◆ Text segment
The upside-down people

Ink wash drawing: our new bat house.

Awhile back, we bought a bat house for our yard. I’d read about these things, here and there, and I think our neighborhood bats deserve the very best digs. They’re excellent neighbors.

They eat bugs who would otherwise be eating me. They spread pollen. Their poop is rich in nitrogen, potassium, and phosphorus. They’re gentle, smart, and fun to watch. And they provide their services — pest control, pollination, fertilization, and entertainment — entirely for free, just because these are the things they like to do; symbiosis without downside.

When we brought our new bat house home from the garden store, I held it up and took a closer look. At first glance it looked familiar; a birdhouse but wider and flatter. About 30cm wide, 30cm tall, and 5-6 cm deep. A sloped roof, plank walls, and a backing board for mounting. So far, it looked like something I’d have built in 7th grade shop class.

But a birdhouse typically has a hole in the front wall to serve as “door.” The bat house, on the other hand, did not. It had no door and… no floor. The bottom was entirely open. The interior space was just a wide slot, about the size of a desktop filing tray. No obvious perches or holds on the walls. The instructions told me to hang it about ten feet above the ground.

I was perplexed. How does this thing work? How would a bat actually use it? I know they sleep hanging upside down, but how would they enter this narrow space from the bottom? Where would they land? It looked like the world’s worst treehouse, a lean-to built by aliens who do not understand Earth’s gravity.

That is: to my human eyes it looked so unintuitive that it was all but incomprehensible.

I started reading up about bats to try and understand. Bats, like us, are warm-blooded, live-birthing, lactating mammals. Some species are closely related to primates. But in so many other ways, bats are the opposite of humans. They are upside-down people; cousins who inhabit a world so different from our own that it’s difficult for us to imagine it.

◆ Entries shown
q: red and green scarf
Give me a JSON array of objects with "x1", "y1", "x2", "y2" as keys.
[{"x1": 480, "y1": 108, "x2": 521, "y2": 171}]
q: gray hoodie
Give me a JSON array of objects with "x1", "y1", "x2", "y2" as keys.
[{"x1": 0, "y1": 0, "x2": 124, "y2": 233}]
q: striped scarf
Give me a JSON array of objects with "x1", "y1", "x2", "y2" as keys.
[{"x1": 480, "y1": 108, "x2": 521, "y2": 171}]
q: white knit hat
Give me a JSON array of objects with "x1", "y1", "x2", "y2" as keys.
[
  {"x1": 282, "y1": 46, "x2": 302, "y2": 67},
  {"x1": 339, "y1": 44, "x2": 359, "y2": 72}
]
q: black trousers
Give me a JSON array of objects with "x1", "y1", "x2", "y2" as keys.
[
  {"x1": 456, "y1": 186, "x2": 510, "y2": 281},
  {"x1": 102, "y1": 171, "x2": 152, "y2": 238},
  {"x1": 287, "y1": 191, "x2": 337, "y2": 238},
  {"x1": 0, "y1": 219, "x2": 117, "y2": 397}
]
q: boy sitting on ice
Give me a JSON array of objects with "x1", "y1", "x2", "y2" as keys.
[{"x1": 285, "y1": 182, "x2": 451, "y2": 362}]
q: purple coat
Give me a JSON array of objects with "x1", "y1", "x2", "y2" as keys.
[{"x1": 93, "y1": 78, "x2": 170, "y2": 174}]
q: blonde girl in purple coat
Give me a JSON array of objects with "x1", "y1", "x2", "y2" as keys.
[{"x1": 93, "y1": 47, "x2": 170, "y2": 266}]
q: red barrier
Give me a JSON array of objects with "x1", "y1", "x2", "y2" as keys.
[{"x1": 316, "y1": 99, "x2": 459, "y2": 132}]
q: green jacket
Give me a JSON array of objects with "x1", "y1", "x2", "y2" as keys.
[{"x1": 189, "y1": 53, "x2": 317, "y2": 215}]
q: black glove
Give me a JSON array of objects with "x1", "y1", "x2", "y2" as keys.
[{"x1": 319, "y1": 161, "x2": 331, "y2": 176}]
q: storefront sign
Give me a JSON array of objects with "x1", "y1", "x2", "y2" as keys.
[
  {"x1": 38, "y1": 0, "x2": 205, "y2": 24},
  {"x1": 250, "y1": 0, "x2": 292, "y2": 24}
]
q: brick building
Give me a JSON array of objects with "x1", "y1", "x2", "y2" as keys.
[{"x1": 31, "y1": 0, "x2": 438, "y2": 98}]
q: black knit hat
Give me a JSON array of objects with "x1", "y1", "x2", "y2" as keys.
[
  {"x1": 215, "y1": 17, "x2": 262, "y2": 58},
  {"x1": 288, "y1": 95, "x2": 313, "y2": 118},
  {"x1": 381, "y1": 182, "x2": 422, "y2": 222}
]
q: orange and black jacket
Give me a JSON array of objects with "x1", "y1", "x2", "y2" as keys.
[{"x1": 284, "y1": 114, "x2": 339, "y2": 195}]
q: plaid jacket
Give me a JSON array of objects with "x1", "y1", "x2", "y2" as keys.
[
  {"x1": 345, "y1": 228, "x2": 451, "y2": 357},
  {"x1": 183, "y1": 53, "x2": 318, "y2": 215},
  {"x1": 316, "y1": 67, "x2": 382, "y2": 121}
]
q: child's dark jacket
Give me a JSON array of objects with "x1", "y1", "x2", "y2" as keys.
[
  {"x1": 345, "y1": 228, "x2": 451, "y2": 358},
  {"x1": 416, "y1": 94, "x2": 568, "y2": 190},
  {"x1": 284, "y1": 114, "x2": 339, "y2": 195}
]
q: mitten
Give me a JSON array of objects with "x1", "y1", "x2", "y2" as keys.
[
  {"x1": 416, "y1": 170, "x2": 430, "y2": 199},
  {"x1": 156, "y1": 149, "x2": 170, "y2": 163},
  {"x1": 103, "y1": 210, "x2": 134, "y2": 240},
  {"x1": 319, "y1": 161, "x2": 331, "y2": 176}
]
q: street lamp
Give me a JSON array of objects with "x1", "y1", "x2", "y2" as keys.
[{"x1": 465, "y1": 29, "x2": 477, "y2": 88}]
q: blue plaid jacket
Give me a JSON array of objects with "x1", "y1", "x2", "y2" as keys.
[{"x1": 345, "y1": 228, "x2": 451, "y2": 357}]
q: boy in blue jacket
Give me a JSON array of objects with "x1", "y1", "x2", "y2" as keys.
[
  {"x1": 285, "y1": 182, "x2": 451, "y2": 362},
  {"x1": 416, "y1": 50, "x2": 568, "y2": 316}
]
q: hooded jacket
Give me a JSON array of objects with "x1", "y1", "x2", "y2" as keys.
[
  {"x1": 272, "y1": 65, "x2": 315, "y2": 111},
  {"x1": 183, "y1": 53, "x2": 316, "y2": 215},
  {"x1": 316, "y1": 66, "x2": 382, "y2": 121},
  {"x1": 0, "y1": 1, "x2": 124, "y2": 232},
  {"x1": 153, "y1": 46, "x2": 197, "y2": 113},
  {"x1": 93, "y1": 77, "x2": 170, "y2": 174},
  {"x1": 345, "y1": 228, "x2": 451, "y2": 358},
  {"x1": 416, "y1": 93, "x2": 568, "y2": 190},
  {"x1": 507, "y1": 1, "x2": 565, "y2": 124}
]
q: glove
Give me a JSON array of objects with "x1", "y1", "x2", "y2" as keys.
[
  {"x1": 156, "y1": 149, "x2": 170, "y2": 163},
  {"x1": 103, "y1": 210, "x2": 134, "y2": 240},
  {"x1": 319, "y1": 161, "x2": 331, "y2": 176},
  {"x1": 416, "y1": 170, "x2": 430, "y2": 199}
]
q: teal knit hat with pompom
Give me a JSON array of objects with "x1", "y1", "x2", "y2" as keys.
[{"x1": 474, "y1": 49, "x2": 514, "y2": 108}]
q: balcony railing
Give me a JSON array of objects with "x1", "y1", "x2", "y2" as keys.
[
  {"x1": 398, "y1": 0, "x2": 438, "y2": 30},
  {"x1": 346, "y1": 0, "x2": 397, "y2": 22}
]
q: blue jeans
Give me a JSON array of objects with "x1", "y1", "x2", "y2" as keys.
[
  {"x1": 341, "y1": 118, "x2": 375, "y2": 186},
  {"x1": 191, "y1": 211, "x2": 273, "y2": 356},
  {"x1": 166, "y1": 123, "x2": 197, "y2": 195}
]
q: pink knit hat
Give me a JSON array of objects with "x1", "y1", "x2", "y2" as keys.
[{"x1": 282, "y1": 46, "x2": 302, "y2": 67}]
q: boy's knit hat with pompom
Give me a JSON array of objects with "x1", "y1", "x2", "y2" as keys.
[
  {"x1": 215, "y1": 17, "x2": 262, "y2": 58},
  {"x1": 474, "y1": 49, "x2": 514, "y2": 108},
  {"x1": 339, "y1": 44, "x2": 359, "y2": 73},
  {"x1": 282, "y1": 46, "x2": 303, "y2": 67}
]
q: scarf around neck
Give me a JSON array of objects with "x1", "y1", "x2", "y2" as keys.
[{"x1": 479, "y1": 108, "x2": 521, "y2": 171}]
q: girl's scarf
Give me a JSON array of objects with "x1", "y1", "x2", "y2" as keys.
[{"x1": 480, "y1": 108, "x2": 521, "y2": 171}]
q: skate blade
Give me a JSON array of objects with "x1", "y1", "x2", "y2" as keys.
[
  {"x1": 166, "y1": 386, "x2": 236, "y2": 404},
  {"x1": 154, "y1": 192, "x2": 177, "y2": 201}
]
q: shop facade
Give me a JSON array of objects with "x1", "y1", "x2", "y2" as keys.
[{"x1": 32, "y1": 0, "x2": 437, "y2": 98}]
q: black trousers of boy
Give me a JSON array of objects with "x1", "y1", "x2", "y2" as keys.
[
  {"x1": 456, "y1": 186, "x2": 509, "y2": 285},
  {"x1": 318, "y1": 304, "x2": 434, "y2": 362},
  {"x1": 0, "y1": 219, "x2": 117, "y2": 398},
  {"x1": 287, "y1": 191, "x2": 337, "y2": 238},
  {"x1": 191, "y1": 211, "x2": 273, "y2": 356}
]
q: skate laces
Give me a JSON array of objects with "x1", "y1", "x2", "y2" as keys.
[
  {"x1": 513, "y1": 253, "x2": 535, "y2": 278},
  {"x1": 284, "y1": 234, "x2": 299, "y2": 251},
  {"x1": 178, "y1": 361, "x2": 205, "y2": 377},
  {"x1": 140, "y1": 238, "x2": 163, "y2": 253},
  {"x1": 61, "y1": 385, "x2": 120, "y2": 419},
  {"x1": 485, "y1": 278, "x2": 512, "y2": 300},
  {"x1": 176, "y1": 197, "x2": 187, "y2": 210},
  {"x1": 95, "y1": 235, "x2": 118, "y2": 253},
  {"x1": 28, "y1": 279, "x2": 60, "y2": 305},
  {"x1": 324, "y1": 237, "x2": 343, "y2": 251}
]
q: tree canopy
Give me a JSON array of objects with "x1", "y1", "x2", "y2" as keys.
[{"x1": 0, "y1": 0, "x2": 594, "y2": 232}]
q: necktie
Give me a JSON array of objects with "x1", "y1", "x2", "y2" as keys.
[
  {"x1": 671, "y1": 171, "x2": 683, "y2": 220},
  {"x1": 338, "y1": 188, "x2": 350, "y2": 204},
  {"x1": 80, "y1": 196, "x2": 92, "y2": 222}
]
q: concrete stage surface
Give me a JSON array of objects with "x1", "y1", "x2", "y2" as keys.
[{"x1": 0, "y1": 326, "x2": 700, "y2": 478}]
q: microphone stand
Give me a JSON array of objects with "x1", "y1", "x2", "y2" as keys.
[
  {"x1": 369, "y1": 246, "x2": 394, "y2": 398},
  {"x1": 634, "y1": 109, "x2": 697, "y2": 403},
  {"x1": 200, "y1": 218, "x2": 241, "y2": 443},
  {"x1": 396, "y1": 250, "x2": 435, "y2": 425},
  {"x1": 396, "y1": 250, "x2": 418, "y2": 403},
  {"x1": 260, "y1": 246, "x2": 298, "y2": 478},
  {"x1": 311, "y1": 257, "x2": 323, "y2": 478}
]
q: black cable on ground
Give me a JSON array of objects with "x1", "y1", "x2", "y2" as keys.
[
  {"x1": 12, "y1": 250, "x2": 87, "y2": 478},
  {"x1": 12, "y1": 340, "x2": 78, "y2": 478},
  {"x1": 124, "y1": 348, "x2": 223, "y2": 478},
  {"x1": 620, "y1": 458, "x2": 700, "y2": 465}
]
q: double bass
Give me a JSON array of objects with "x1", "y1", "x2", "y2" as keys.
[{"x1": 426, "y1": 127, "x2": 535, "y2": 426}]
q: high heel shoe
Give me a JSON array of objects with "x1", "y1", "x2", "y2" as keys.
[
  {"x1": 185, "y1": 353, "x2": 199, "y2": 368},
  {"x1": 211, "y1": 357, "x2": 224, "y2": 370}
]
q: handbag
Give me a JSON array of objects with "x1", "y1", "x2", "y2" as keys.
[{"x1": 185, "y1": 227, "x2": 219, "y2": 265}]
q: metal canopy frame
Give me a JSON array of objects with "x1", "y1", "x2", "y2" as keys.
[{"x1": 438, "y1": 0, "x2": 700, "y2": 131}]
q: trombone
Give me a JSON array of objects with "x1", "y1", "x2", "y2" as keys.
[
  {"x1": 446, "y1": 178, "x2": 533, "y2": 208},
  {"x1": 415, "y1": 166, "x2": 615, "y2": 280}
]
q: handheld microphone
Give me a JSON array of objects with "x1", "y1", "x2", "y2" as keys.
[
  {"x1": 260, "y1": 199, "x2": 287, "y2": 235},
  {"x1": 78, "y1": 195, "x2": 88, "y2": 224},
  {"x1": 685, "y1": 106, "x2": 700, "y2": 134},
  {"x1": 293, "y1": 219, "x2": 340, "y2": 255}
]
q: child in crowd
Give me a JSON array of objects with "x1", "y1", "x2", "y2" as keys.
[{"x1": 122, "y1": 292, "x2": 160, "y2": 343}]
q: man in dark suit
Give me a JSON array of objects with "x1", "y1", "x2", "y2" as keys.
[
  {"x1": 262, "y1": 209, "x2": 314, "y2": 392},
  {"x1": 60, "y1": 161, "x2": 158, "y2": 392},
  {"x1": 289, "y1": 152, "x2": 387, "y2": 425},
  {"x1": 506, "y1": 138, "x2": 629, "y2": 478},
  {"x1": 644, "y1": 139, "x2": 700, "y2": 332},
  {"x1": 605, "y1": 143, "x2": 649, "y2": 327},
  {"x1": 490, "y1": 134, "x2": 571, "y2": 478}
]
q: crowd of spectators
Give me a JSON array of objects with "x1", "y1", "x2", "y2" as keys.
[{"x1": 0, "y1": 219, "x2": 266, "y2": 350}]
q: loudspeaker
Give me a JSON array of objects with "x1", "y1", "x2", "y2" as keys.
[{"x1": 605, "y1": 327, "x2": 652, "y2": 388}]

◆ What is being asked
Copy the bat house text word for word, from "I was perplexed." up to and including "to imagine it.".

◆ Correct output
I was perplexed. How does this thing work? How would a bat actually use it? I know they sleep hanging upside down, but how would they enter this narrow space from the bottom? Where would they land? It looked like the world’s worst treehouse, a lean-to built by aliens who do not understand Earth’s gravity.

That is: to my human eyes it looked so unintuitive that it was all but incomprehensible.

I started reading up about bats to try and understand. Bats, like us, are warm-blooded, live-birthing, lactating mammals. Some species are closely related to primates. But in so many other ways, bats are the opposite of humans. They are upside-down people; cousins who inhabit a world so different from our own that it’s difficult for us to imagine it.